» **Tareas**
**A.** Reproduce, por favor, un fragmento del texto sobre san José: empieza en las palabras "Hoy pretendemos contemplar" y termina después de "en esta formación.".
**B.** Prosigue el texto sobre san José a partir de su última oración.

» **Texto**
San José, formador del Corazón de Cristo Rey

Hoy pretendemos contemplar a san José como «formador» del Corazón de Cristo, pero esta vez en su aspecto regio y de pastor. Procederemos en tres fases. Primero, explicando la condición regia del Corazón de Jesús, en segundo lugar, internándonos en la educación del Corazón del Rey de Reyes, y por último entrando a vislumbrar el lugar providencial de José en esta formación.
El Corazón de Cristo Rey
En la Quas primas Pío XI nos enseñó que Jesucristo es Rey de todas las criaturas no sólo como Dios sino también en cuanto hombre, por el mismo hecho de su unión hipostática. Así pues, por ser el Hijo de Dios, y al mismo tiempo por ser verdadero hombre, Cristo tiene una potestad real, es cabeza, de toda la humanidad y creación. A este primer fundamento que podemos llamar ontológico se refirió el ángel en la Encarnación cuando dijo a María sobre Jesús: «será grande, será llamado Hijo del Altísimo, el Señor Dios le dará el trono de David, su padre, reinará sobre la casa de Jacob eternamente y su Reino no tendrá fin» (Lc 1,32-33). Pero además de este primer fundamento ontológico podemos hablar de un fundamento moral, en el sentido de que algunas virtudes perfeccionan el Corazón de Cristo para el cumplimiento de su misión. En el Evangelio es el mismo Jesús el que nos explica cuáles son las virtudes de su Corazón regio: «Venid a mí los que estáis cansados y agobiados, pues yo os aliviaré. Tomad mi yugo sobre vosotros y aprended de mí que soy manso y humilde de corazón y encontraréis vuestro descanso. Pues mi yugo es llevadero y mi carga ligera.» (Mt 12, 28-30)
La primera virtud, praus en griego, se puede traducir por manso. Es la misma palabra que se utiliza para decir que un animal ya se puede usar para el trabajo, transmite la idea de «fuerza bajo control». Santo Tomás explica que el manso es quien sabe modular la pasión de la ira. La segunda virtud es la humildad, tapeinos, la misma que proclama María que Dios ha visto en ella. Es la virtud de los pequeños, los que confían en Dios, sabiéndose en todo dependientes de Él. Para santo Tomás la humildad modera el deseo natural que todos tenemos de excelencia.

» **Datos registrados**
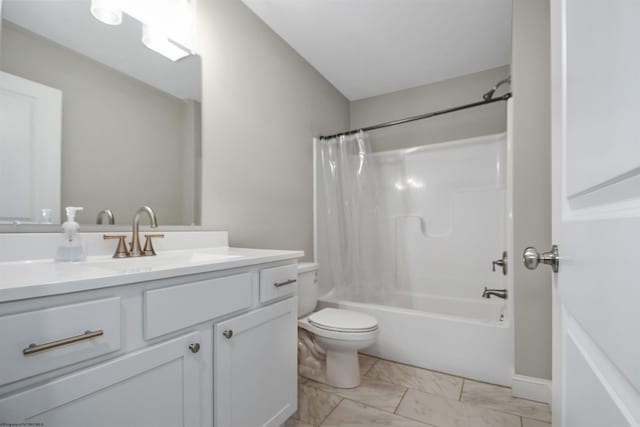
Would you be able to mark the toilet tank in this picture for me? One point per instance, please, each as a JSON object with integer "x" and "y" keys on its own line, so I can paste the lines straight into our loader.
{"x": 307, "y": 287}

» **Respuestas**
**A.**
Hoy pretendemos contemplar a san José como «formador» del Corazón de Cristo, pero esta vez en su aspecto regio y de pastor. Procederemos en tres fases. Primero, explicando la condición regia del Corazón de Jesús, en segundo lugar, internándonos en la educación del Corazón del Rey de Reyes, y por último entrando a vislumbrar el lugar providencial de José en esta formación.

**B.**
Estas virtudes –dice santo Tomás– sintetizan el contenido de la ley (pues la humildad hace referencia a Dios, la mansedumbre, al prójimo), pero a mi modo de ver, también son las que debería tener todo rey (de quien por cierto emana la ley). Auctoritas et potestas eran los aspectos del poder que distinguían los romanos. Ambas cosas se ordenan por estas virtudes. La primera, porque el brillo que otorga la posición regia debe ser siempre puesto bajo el brazo mayor de la autoridad de Dios, lo cual hace la humildad. La segunda porque el poder –la fuerza– debe ser ejercida siempre según la razón, para el bien de los súbditos, a lo que ayuda la mansedumbre.
Este doble fundamento, ontológico y moral, explica que Jesucristo, en la cruz, esté ejerciendo máximamente su gobierno, tal como proclamaba aquel letrero –I N R I–. Así pues, Jesús es Rey no sólo por derecho «de naturaleza», también tiene derecho soberano sobre nuestras almas por la Redención, un derecho «de conquista» por la mansedumbre y la humildad, tal como el evangelista vio cumplirse cuando llegó Jesús a Jerusalén: «Decid a la hija de Sión: mira, tu Rey viene a ti, manso y montado en una borrica, y en un pollino, cría de jumento» (Mt 21, 5).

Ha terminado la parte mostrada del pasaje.